## BEGIN Dataset excerpts

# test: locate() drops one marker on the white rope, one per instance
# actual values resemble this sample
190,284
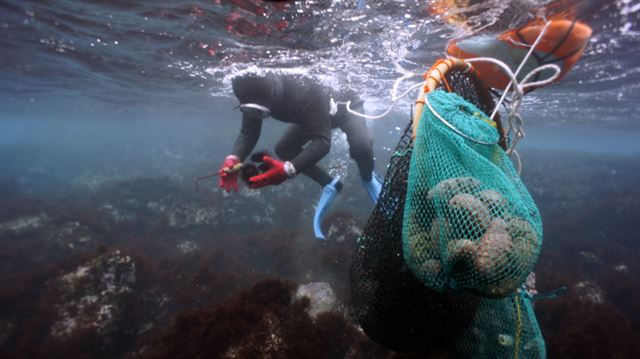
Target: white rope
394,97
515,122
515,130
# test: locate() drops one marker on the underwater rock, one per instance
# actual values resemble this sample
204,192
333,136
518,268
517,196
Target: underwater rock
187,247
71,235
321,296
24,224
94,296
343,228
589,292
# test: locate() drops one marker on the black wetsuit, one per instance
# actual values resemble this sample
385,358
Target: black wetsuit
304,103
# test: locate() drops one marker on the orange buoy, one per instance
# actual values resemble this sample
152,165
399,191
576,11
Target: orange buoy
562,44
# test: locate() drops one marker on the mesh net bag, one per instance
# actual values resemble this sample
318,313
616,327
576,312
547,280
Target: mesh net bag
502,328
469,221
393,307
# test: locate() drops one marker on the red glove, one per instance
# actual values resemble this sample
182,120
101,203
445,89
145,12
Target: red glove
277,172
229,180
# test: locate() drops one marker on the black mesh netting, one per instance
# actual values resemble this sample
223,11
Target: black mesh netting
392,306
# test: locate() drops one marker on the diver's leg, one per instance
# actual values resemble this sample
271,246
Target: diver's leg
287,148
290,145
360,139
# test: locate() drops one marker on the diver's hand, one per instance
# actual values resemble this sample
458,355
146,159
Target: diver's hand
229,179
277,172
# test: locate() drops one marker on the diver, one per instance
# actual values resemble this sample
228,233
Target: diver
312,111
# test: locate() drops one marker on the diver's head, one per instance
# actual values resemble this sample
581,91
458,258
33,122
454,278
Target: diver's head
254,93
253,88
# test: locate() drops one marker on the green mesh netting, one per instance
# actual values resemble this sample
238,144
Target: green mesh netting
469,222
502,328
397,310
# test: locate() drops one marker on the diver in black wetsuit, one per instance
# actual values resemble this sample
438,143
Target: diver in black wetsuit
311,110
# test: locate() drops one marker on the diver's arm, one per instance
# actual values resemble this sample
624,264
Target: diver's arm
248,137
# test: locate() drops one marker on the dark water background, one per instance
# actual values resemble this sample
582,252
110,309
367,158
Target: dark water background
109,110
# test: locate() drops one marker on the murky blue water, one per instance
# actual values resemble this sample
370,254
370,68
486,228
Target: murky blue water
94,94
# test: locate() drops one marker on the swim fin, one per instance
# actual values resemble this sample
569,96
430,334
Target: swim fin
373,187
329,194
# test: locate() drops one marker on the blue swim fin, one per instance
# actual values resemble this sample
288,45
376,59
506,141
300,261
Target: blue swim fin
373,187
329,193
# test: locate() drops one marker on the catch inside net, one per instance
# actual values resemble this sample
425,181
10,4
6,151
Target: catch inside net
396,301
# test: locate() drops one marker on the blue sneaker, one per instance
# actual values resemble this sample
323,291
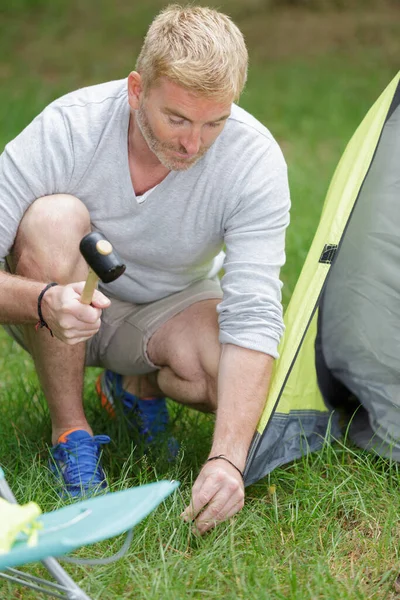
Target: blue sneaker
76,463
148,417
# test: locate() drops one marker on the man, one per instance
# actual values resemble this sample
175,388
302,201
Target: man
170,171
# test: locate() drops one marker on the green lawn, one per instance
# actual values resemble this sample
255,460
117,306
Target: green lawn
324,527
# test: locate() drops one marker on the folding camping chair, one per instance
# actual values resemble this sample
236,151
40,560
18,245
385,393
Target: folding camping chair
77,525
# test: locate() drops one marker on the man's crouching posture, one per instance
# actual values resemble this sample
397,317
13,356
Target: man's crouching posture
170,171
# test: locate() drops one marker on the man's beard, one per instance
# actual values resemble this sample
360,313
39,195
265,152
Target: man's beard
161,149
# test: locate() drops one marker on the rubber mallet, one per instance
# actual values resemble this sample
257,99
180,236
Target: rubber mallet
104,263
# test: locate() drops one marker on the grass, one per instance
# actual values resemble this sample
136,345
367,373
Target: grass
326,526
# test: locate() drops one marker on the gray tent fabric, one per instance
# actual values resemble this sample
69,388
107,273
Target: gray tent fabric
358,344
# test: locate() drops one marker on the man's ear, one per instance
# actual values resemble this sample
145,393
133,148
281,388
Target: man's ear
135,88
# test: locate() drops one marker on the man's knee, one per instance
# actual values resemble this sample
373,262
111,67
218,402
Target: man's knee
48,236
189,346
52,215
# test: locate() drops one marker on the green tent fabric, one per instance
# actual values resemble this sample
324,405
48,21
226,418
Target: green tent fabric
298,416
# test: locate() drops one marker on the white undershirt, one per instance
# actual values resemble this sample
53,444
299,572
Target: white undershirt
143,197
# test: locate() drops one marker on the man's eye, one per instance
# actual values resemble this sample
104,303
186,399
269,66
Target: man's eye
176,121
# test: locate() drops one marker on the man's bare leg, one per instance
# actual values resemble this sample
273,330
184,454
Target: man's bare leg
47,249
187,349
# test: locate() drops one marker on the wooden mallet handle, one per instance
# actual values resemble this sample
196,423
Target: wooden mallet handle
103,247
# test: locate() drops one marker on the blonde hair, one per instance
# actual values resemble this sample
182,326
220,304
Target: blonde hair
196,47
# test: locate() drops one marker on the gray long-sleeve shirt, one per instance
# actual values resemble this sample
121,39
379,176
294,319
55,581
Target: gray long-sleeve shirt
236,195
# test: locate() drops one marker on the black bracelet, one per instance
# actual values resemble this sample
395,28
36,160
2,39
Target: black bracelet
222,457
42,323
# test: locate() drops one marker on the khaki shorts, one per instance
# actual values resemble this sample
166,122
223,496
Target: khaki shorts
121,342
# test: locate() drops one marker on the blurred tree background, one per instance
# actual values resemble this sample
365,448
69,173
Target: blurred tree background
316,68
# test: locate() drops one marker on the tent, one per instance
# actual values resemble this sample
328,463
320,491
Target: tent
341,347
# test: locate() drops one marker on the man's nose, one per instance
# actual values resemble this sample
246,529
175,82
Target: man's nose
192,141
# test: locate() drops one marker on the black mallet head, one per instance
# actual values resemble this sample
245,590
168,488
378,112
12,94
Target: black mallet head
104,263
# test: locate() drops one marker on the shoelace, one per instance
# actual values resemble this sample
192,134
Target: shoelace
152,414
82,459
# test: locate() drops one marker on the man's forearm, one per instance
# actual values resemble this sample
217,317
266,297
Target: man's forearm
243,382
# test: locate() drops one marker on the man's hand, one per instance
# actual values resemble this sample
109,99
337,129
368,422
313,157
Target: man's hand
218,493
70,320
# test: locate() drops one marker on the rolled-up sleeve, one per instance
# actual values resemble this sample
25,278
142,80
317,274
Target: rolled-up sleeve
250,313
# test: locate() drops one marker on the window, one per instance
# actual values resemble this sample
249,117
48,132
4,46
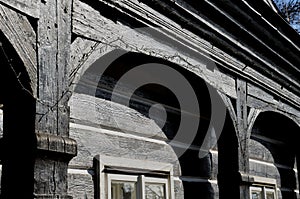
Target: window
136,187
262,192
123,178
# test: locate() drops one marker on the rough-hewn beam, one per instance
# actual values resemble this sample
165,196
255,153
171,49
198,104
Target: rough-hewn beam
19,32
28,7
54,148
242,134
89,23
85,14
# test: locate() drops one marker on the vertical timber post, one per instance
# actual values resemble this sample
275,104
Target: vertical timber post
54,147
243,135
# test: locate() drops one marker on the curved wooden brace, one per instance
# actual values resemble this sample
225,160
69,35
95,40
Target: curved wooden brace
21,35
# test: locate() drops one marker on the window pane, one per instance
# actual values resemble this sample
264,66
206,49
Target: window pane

## END Dataset excerpts
## BEGIN Dataset excerpts

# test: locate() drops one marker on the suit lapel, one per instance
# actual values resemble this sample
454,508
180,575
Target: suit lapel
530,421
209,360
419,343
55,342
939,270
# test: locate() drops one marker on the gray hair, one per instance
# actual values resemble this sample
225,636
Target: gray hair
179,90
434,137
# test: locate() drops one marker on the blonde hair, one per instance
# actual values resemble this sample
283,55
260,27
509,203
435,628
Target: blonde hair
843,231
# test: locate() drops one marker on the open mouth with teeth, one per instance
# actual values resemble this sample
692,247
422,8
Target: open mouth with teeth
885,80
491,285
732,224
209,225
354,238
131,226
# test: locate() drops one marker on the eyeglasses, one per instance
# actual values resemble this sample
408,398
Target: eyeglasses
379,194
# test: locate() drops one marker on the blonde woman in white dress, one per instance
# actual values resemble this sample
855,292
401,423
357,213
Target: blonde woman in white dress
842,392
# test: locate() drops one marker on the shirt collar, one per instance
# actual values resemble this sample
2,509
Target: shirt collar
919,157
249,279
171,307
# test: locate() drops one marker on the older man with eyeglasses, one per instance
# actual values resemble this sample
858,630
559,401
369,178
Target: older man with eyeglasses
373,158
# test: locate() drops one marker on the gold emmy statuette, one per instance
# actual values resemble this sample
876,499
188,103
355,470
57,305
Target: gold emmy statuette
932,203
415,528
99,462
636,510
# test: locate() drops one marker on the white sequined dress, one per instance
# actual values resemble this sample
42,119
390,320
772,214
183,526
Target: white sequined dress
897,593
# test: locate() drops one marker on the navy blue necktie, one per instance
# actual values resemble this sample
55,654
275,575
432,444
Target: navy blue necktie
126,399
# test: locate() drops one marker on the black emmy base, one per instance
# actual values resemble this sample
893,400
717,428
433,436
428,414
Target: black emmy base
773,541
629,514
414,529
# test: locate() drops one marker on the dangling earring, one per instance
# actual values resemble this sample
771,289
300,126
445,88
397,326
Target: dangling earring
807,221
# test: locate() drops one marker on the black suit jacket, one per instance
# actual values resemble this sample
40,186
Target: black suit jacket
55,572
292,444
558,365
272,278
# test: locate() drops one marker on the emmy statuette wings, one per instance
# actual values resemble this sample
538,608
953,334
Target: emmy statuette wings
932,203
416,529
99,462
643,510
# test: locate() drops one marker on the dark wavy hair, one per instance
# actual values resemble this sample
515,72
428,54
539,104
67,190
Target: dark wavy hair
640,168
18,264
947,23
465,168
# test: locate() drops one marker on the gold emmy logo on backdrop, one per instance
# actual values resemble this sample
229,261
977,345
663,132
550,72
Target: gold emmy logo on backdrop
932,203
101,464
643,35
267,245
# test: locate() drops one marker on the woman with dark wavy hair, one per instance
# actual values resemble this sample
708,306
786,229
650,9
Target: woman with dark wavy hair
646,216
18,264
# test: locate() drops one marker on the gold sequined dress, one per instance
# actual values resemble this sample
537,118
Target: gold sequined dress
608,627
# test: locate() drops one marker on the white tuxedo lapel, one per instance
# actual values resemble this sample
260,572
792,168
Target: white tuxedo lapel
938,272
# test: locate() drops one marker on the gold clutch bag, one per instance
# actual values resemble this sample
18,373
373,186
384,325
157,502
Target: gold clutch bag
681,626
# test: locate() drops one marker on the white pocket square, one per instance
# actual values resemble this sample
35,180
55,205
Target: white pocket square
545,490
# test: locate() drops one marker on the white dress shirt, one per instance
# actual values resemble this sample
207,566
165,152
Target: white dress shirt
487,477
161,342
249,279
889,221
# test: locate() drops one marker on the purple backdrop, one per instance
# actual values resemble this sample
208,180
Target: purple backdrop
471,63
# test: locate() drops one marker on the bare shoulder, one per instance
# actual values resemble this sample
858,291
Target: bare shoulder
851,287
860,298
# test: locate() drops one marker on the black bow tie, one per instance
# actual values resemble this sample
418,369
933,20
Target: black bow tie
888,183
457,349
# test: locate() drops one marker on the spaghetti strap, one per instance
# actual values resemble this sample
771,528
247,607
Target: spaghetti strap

## END Dataset excerpts

Goal - Please recast the lines from the one containing "# test: locate() drops one marker on the window pane, one" up to and including the one containing "Target: window pane" as a Markdown table with columns Entry and Content, numbering each line and omitting any blank ones.

Output -
| Entry | Content |
|---|---|
| 1 | # test: locate() drops one marker on the window pane, one per instance |
| 2 | # actual values resemble this sample |
| 3 | 264,66 |
| 4 | 206,49 |
| 5 | Target: window pane |